Request >> Please turn the listing below into a numbered list with the blank lines dropped, and leave the pictures out.
---+---
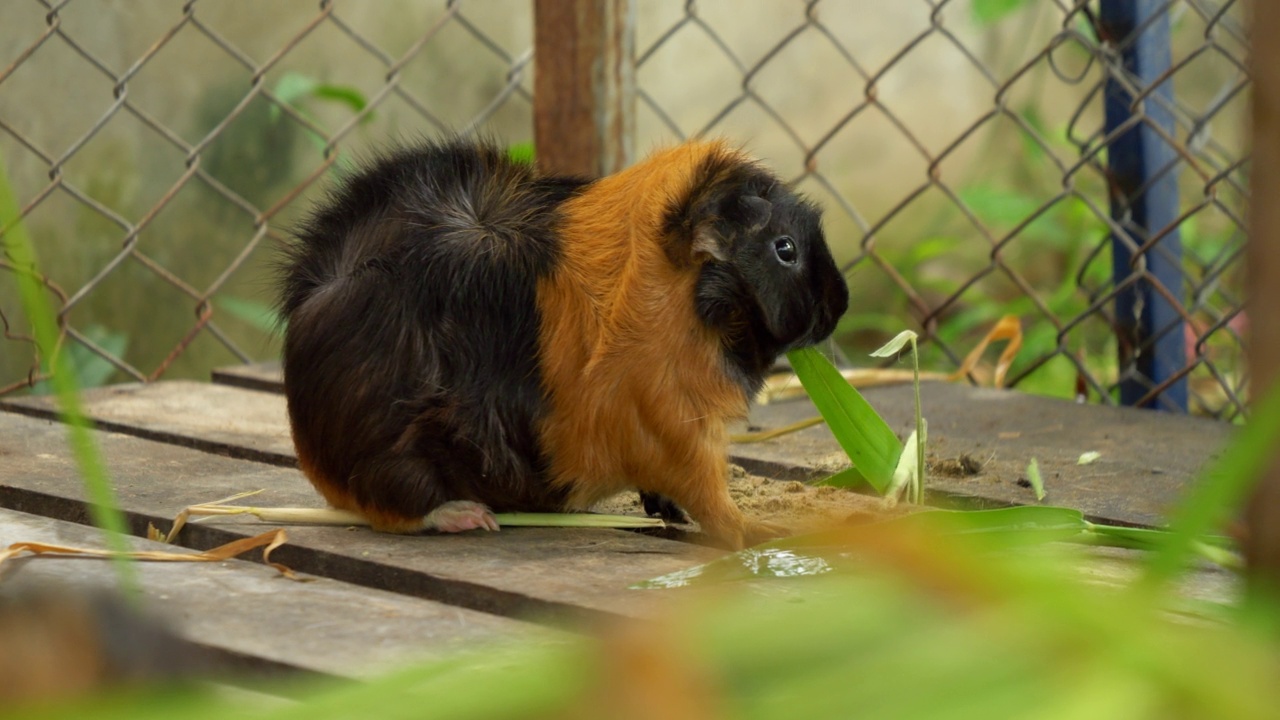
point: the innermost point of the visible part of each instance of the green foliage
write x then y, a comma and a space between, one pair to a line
521, 153
988, 12
257, 314
91, 369
859, 429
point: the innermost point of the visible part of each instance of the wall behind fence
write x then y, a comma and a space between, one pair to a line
961, 149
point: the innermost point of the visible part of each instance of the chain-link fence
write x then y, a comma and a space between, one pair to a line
1079, 165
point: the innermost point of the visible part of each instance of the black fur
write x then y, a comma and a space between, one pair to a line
411, 349
412, 326
762, 308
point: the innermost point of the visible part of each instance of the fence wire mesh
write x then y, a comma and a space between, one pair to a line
981, 136
963, 151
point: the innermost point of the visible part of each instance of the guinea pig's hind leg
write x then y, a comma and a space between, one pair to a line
460, 515
662, 506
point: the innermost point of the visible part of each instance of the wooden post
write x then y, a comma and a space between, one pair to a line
1262, 516
584, 86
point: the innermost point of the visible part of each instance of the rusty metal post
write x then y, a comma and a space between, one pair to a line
584, 86
1262, 515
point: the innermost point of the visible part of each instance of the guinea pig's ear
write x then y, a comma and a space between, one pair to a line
755, 212
748, 212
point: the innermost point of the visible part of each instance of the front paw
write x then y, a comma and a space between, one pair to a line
662, 506
460, 516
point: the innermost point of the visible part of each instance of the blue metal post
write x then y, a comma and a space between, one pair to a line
1143, 169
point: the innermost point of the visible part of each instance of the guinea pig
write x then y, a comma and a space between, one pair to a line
466, 336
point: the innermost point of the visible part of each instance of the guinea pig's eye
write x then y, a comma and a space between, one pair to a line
785, 249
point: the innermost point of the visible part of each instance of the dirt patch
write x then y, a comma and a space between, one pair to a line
795, 505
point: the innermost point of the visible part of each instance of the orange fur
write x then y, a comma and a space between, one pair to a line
636, 383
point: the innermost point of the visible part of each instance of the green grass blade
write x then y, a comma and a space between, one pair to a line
104, 509
859, 429
848, 478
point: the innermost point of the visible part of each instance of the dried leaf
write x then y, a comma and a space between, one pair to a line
269, 541
896, 345
1008, 328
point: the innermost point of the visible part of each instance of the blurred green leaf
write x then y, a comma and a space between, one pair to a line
849, 478
103, 507
257, 314
521, 153
988, 12
91, 368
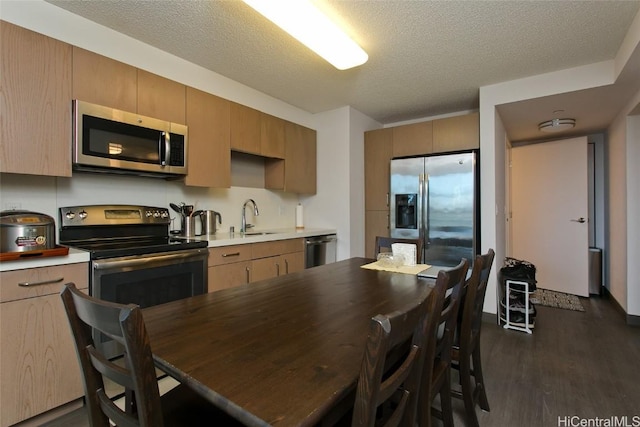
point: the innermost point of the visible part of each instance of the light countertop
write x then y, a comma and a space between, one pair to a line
217, 240
74, 256
237, 238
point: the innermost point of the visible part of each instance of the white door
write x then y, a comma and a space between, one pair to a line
549, 202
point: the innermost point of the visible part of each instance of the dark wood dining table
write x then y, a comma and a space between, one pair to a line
283, 351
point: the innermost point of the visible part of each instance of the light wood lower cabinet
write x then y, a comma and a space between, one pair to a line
39, 367
231, 266
376, 224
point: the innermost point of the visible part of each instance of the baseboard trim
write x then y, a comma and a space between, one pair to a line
630, 319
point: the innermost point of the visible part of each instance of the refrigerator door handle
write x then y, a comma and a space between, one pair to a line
425, 211
422, 190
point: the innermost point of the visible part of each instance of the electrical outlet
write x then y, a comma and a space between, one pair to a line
11, 205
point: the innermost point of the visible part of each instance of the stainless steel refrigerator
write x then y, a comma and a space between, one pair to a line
435, 198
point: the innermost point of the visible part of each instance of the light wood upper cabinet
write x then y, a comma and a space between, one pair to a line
272, 136
161, 98
255, 132
413, 140
297, 172
209, 156
35, 95
39, 369
378, 151
245, 128
104, 81
456, 133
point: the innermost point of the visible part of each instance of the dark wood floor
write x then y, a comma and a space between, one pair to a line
581, 364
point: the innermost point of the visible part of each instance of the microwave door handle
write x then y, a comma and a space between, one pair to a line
165, 148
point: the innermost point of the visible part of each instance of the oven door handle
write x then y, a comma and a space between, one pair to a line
138, 262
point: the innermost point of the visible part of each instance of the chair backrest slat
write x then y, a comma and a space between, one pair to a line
125, 324
378, 382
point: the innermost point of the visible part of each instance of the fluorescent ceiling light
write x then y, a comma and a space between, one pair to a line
557, 125
302, 20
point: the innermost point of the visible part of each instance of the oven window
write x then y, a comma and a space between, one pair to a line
152, 286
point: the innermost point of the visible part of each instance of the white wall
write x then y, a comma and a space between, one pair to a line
329, 207
340, 199
359, 124
493, 146
633, 214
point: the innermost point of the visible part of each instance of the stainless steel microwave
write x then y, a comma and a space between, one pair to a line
110, 140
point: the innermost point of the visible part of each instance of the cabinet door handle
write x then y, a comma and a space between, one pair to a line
44, 282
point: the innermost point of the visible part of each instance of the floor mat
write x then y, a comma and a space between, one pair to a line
556, 299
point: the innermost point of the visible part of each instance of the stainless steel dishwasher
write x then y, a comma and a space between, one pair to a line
320, 250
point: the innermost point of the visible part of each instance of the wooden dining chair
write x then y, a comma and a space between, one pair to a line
436, 374
465, 356
386, 242
385, 379
124, 323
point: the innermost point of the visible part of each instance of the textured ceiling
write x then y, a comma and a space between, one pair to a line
425, 57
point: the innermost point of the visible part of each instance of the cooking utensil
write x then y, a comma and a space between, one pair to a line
175, 208
187, 210
209, 221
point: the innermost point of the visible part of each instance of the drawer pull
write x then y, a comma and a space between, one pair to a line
44, 282
231, 254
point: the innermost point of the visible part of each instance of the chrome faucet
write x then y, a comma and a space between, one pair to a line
244, 225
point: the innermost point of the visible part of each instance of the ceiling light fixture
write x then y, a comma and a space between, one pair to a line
305, 22
557, 125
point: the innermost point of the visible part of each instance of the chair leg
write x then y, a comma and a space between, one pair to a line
424, 412
445, 401
479, 379
471, 419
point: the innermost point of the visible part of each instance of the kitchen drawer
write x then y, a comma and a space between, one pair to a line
229, 254
277, 247
52, 279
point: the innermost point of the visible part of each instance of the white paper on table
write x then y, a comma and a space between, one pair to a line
407, 250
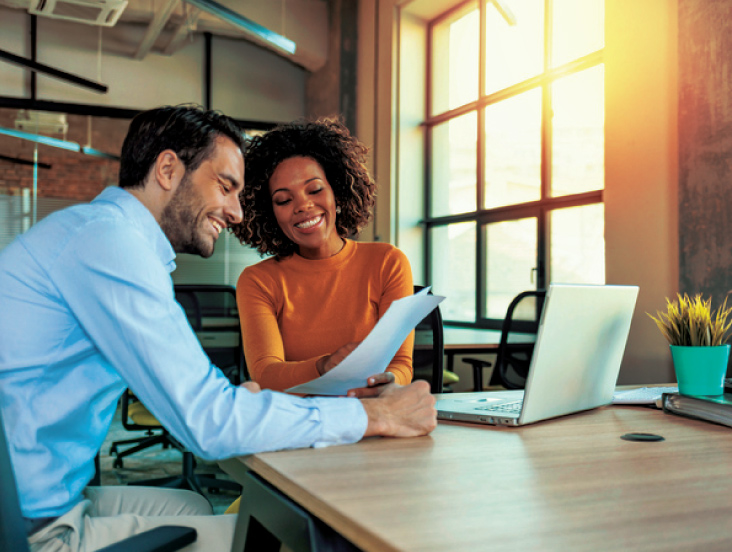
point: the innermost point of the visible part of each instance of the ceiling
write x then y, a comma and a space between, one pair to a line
170, 23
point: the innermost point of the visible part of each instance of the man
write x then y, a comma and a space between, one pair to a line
87, 308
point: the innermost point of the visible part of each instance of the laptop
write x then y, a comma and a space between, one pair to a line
575, 365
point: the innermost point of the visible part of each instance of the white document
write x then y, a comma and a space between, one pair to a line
374, 353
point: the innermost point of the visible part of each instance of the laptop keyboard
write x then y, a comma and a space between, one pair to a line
512, 407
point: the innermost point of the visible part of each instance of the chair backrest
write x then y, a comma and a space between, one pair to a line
12, 527
212, 312
514, 355
429, 349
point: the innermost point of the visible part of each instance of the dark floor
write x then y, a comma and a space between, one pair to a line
156, 462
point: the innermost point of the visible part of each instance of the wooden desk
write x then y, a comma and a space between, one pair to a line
565, 484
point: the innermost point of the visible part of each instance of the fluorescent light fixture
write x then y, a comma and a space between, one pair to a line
96, 153
56, 143
38, 139
270, 37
---+---
The answer >>
1. point: the innermost point of the visible part of each instance of the green foliage
2. write x then y, a comma and a space between, one pair to a line
3. 521, 153
4. 988, 12
5. 257, 314
6. 91, 369
7. 859, 429
8. point: the innermost point of the visible part of each instance of the wall behind fence
9. write x then y, a comma and a space between, one pair to a line
10. 961, 149
11. point: the innermost point of the visible part of each instance of the chain-link fence
12. write x then y, a comma and a space between, one pair to a line
13. 1079, 165
14. point: the innermost point of the visible part of each instance of the black fur
15. write x then y, a comma and a space between, one pair to a line
16. 411, 349
17. 412, 326
18. 762, 308
19. point: the innermost point of the visible part of each instance of the fence wire mesh
20. write x then y, a comma and a space between, one pair to a line
21. 981, 136
22. 963, 151
23. point: the innermost point of the visible part of each instance of the guinea pig's hind leg
24. write x then y, a comma and a space between, one pair to a line
25. 460, 515
26. 662, 506
27. point: the innermost point of the visible part of each instance of the wooden post
28. write x then y, a comma and a space between, one pair to a line
29. 1262, 516
30. 584, 86
31. point: the innermost point of the visible part of each instance of the rusty metal post
32. write x then y, a comma and a space between, one pair to a line
33. 584, 86
34. 1262, 515
35. point: the innermost point of the visible part of each instance of the guinea pig's ear
36. write x then y, a comma and a space between, one pair to a line
37. 755, 212
38. 748, 212
39. point: the innermost point of the visible part of each instance of the front paw
40. write x then y, a comma and a space between, one pair to a line
41. 662, 506
42. 460, 516
43. point: the innermost point of the visible part of each instance of the blue metal post
44. write x then y, a comma and a space between, one pair to a line
45. 1143, 169
46. point: the innermost point of the visible part of each instance of the guinea pig
47. write x then y, a comma and a space between, one pair to a line
48. 466, 336
49. point: the innermost point of the visible part of each instance of the guinea pig's eye
50. write x then y, a comma and a space between, one pair to a line
51. 785, 249
52. point: the innermost point of the visible part of each instance of the dirt patch
53. write x then y, a comma and a space between, one pair to a line
54. 795, 505
55. point: the innermost point of the visible part of each instance of the orange fur
56. write x then y, a comma and a space between, one pair to a line
57. 636, 383
58. point: the innermost point of the visible part of each instance of the green grass blade
59. write x then y, a comma and a space between, one pair to a line
60. 104, 509
61. 859, 429
62. 848, 478
63. point: the innermost point of the visible part of each instance of the dried leaf
64. write x then y, a comma and a space between, one pair to a line
65. 269, 541
66. 896, 345
67. 1008, 328
68. point: the innermost point of the visible part of each instance of the blurred green leaf
69. write x then y, a comma and a space between, one pair to a line
70. 849, 478
71. 103, 507
72. 257, 314
73. 521, 153
74. 988, 12
75. 91, 368
76. point: the innermost point of the visible part of each instance of the light countertop
77. write x then y, a comma and a space between, one pair to a line
78. 217, 240
79. 74, 256
80. 237, 238
81. point: the innermost point of the visible part of each instance of the white door
82. write x then y, a comma and a space between, one pair to a line
83. 549, 202
84. point: the innermost point of the visible part of each instance of the dark wood dining table
85. write x then y, a comma and a space between, one pair to a line
86. 283, 351
87. point: the innermost point of the visible part of each instance of the light wood lower cabinet
88. write x then y, a comma and a space between, one pair to a line
89. 39, 367
90. 231, 266
91. 376, 224
92. point: the innermost point of the visible part of each instance of the baseboard trim
93. write x then y, a comma and a space between, one pair to a line
94. 630, 319
95. point: the innermost point of the visible part of each instance of the refrigerator door handle
96. write x then y, a comma and a space between, one pair to a line
97. 425, 211
98. 422, 190
99. point: the innermost point of the visible part of each instance of the electrical outlet
100. write x then y, a comma and a space between, one pair to a line
101. 11, 205
102. point: the innermost point of the visible part of each instance of the stainless steel refrigerator
103. write x then y, a comma and a space between, one pair to a line
104. 435, 198
105. point: the innermost point of the visible part of each instance of the light wood upper cabinet
106. write x then y, a comma and a space between, one pair to a line
107. 272, 136
108. 161, 98
109. 255, 132
110. 413, 140
111. 297, 172
112. 209, 156
113. 35, 95
114. 39, 369
115. 378, 151
116. 245, 128
117. 104, 81
118. 456, 133
119. point: the innermost point of the visible part of each instance of the dark wood floor
120. write x then y, a comma and a space between, one pair to a line
121. 581, 364
122. point: the innermost point of the visible part of each instance of the microwave door handle
123. write x then y, a comma and a space between, one pair to a line
124. 165, 148
125. point: the innermost point of the visible part of each instance of the oven door handle
126. write x then y, a comma and a space between, one pair to a line
127. 138, 262
128. point: the innermost point of the visible part of each instance of the chair backrest slat
129. write x then y, a comma and a space between, one pair to a line
130. 125, 324
131. 378, 382
132. point: the innermost point of the visible part of each instance of the fluorescent ceiling light
133. write x then y, a comma and a space between, one pair to a line
134. 557, 125
135. 302, 20
136. point: the innermost point of the visible part of each instance of the oven window
137. write x then y, a comma and a space between, one pair to a line
138. 152, 286
139. point: the innermost point of the visible part of each instance of the white wall
140. write x then y, a comma and a space between, one pair to a line
141. 329, 207
142. 340, 199
143. 359, 124
144. 493, 146
145. 633, 214
146. point: the innermost point of the visible part of each instance of the stainless steel microwave
147. write x then y, a comma and a space between, one pair to a line
148. 110, 140
149. point: the innermost point of the visible part of each instance of the cabinet door handle
150. write x then y, a comma and a space between, one pair to a line
151. 44, 282
152. point: the innermost point of the visible part of each instance of the floor mat
153. write x then y, a comma and a space between, one pair to a line
154. 556, 299
155. point: the innermost point of the visible part of each instance of the stainless steel dishwasher
156. write x then y, a comma and a space between, one pair to a line
157. 320, 250
158. point: the innermost point of the visible part of each instance of the wooden dining chair
159. write x then y, a comma and a space between, one pair to a line
160. 436, 374
161. 465, 356
162. 386, 242
163. 385, 379
164. 124, 323
165. point: the innermost point of the visible part of each instance of the textured ceiling
166. write x then y, a comma and a space between, one pair to a line
167. 425, 57
168. point: the innermost point of the visible part of each instance of the cooking utensil
169. write x then y, a comma and a space between, one pair to a line
170. 175, 208
171. 187, 210
172. 209, 221
173. point: the innermost point of the visible part of each instance of the drawer pull
174. write x then y, a comma and a space between, one pair to a line
175. 44, 282
176. 231, 254
177. point: the innermost point of the visible part of each instance of the chrome faucet
178. write x then y, a comma and a space between, one pair to a line
179. 244, 225
180. point: the innermost point of the visible part of each instance of the ceiling light fixture
181. write x then y, a comma and a space between, one pair to a line
182. 305, 22
183. 557, 125
184. point: the innermost point of the visible part of each instance of the chair leg
185. write x then y, a comma and a space between, one pair to a line
186. 424, 412
187. 445, 401
188. 479, 379
189. 471, 419
190. point: the innermost point of the visible part of each instance of the kitchen drawer
191. write x then y, a comma and a space between, one pair to a line
192. 229, 254
193. 277, 247
194. 52, 279
195. point: the innermost point of the visible part of each instance of the white paper on table
196. write x then y, a comma and a space between, one pair to a line
197. 407, 250
198. point: the innermost point of the visible part of each instance of the ceiling
199. write x then y, a comma and a space between, one pair to a line
200. 170, 23
201. point: the innermost point of the visible part of each instance of the man
202. write x then y, a comma and a space between, one pair to a line
203. 87, 308
204. point: the innermost point of the visible part of each instance of the laptop
205. write x then y, a comma and a space between, one pair to a line
206. 575, 365
207. point: the innermost point of the visible part of each instance of the white document
208. write x then y, a comma and a space between, one pair to a line
209. 374, 353
210. point: the innermost point of the visible part of each instance of the laptop keyboard
211. write x then y, a comma and a space between, one pair to a line
212. 512, 407
213. point: the innermost point of the visible part of each instance of the chair backrest
214. write x then y, a comma and a space between, one pair to a line
215. 12, 527
216. 212, 312
217. 514, 355
218. 429, 349
219. point: the innermost point of the visible part of each instance of the dark floor
220. write x then y, a comma and a space between, one pair to a line
221. 156, 462
222. point: the innermost point of the visible part of each instance of the wooden desk
223. write x then y, a comma and a space between, one pair to a line
224. 565, 484
225. point: the innermost point of the visible part of each instance of the fluorescent light fixture
226. write x then y, a comma and a space between, one pair to a line
227. 96, 153
228. 56, 143
229. 38, 139
230. 270, 37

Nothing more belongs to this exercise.